Show every line of the data below that contains the word "cookie", copying each such line in full.

----- SUPPLIED DATA -----

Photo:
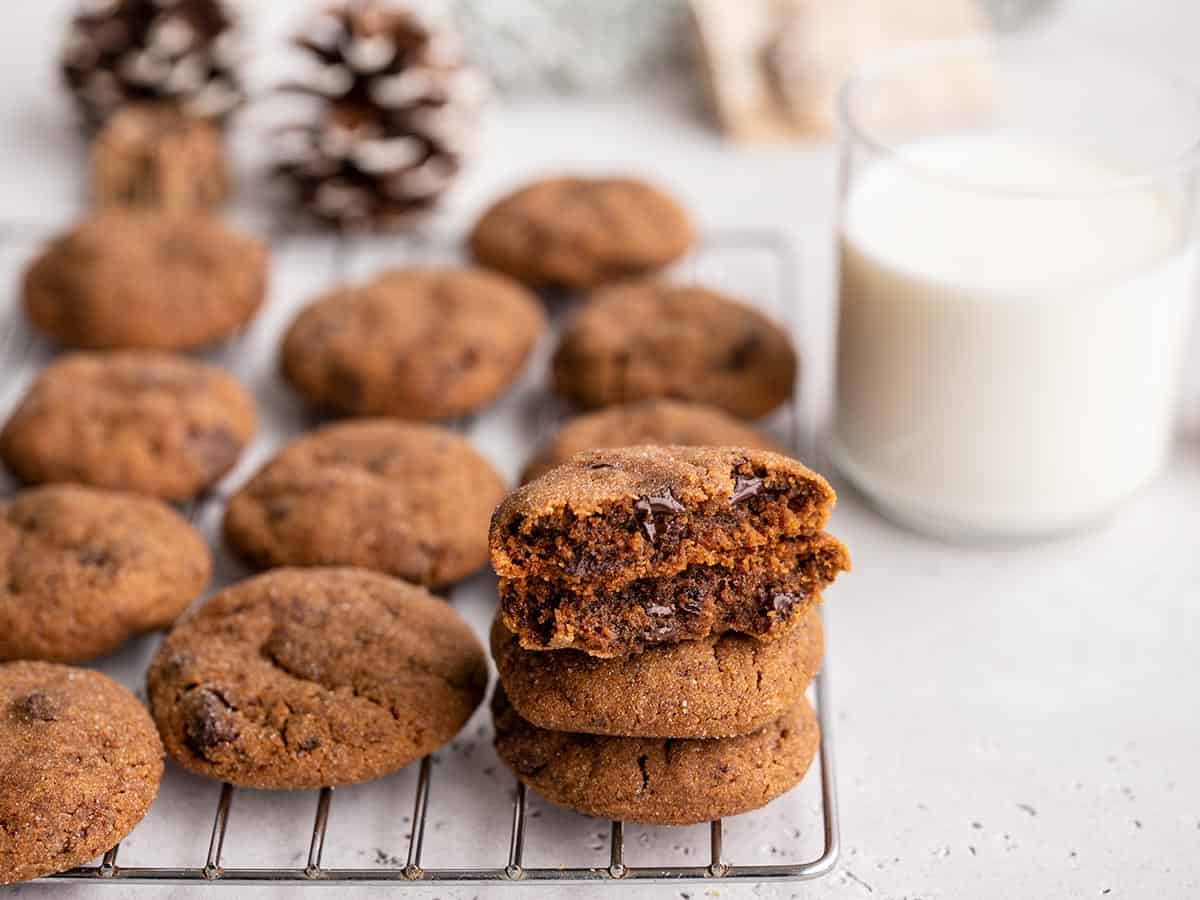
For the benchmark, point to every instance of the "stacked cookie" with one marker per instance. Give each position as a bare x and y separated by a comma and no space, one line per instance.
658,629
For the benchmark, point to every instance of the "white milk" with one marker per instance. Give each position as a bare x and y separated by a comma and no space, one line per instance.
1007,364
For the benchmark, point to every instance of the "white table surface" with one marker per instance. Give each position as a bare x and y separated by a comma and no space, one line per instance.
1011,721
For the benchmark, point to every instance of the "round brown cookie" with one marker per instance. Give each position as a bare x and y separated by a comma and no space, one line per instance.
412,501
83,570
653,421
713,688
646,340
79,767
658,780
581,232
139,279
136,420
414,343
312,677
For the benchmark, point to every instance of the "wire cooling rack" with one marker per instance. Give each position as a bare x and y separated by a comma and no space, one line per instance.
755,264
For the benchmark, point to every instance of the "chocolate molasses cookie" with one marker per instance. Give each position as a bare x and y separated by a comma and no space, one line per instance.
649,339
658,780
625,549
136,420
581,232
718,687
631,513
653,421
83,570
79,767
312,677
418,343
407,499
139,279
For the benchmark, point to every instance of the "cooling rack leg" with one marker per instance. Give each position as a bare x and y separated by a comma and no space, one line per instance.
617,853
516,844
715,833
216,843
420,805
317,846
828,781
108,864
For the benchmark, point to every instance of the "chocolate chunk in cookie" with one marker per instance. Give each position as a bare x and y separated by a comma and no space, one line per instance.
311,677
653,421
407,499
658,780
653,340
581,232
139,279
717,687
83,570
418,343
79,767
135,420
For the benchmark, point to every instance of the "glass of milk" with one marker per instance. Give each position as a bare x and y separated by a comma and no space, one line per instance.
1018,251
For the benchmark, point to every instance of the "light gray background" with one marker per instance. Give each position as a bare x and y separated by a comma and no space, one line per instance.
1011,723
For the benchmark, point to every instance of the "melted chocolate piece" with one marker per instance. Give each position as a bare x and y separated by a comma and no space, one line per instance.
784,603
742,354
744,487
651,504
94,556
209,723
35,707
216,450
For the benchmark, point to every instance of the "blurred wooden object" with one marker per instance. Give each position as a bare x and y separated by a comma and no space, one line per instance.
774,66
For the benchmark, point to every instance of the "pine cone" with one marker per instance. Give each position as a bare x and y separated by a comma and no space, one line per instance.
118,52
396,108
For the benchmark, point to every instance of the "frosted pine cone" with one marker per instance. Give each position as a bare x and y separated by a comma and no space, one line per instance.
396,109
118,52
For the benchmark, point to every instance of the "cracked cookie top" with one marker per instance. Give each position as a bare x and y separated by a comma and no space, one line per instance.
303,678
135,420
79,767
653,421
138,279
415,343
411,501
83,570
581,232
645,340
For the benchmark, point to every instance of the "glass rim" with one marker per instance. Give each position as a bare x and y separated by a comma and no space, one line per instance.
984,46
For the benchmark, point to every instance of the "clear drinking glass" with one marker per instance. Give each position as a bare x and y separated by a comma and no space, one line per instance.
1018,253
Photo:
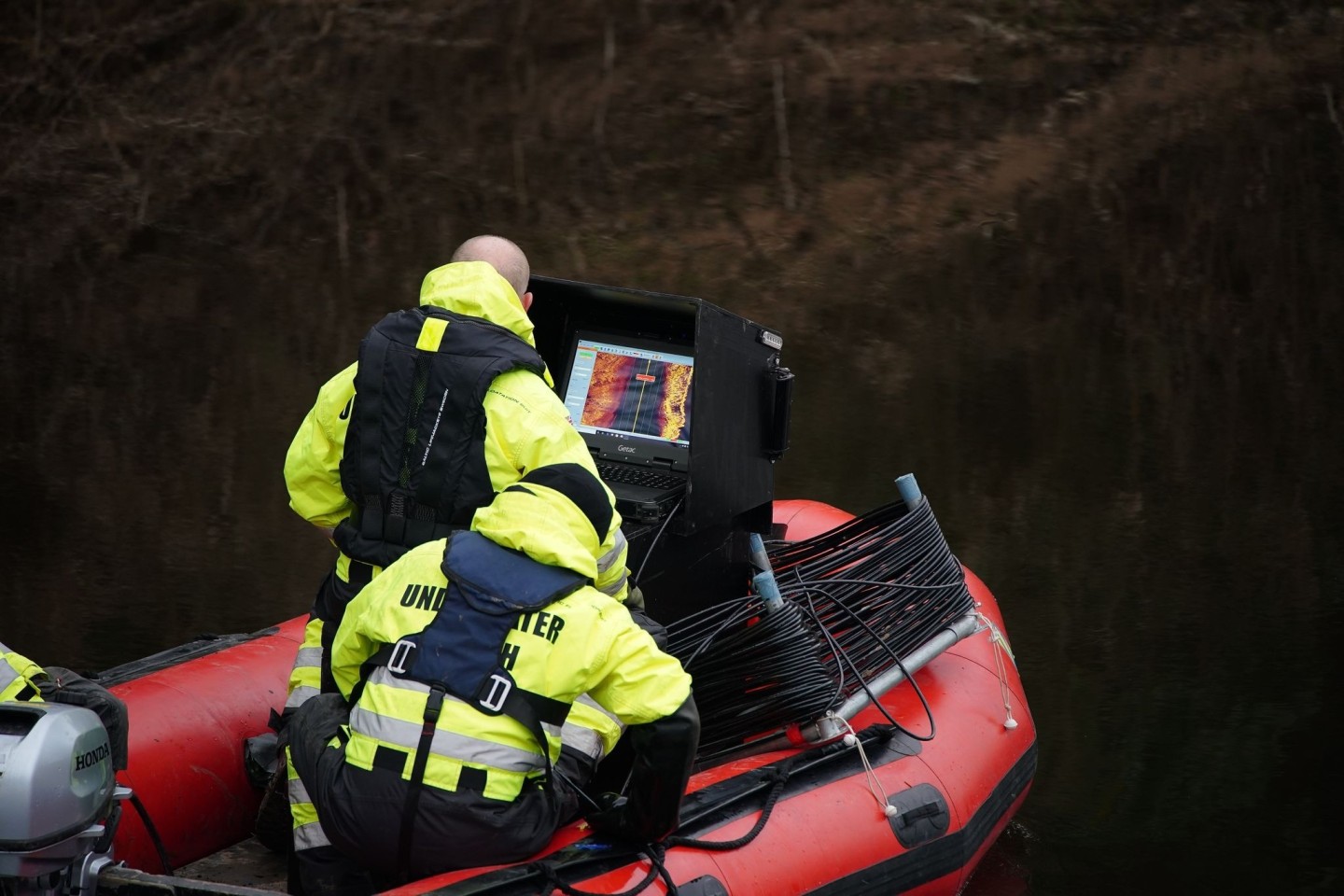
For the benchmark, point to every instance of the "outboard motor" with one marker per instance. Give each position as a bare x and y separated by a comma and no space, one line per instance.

-----

* EXPECTED ANSWER
For the benchmark, point to every instance of the "stacked cookie" with one marker per instance. Give each position as a bare x and y separated by a comma and no space, one line per instance.
For the benchmark, point to every instance of the "round brown cookie" with one marker per instance. Give each position as a bare x and y separated by a comma and no space, one line per instance.
For the benchmark, point to every instance of the "chocolate molasses cookie" with one marker per instance. Give each position as a bare x and y separated by a comma and no space, one line per instance.
For the benchmark, point to every instance of the "chocolate chunk in cookie" with one marker per instance. Give each position as a bare x and y separated by a comma and no space, one line per instance.
For the benchmark, point to every instance of the "cracked cookie top" with one marker per instance. Give each position as a bare x and y separated by a comma and no space, one line per instance.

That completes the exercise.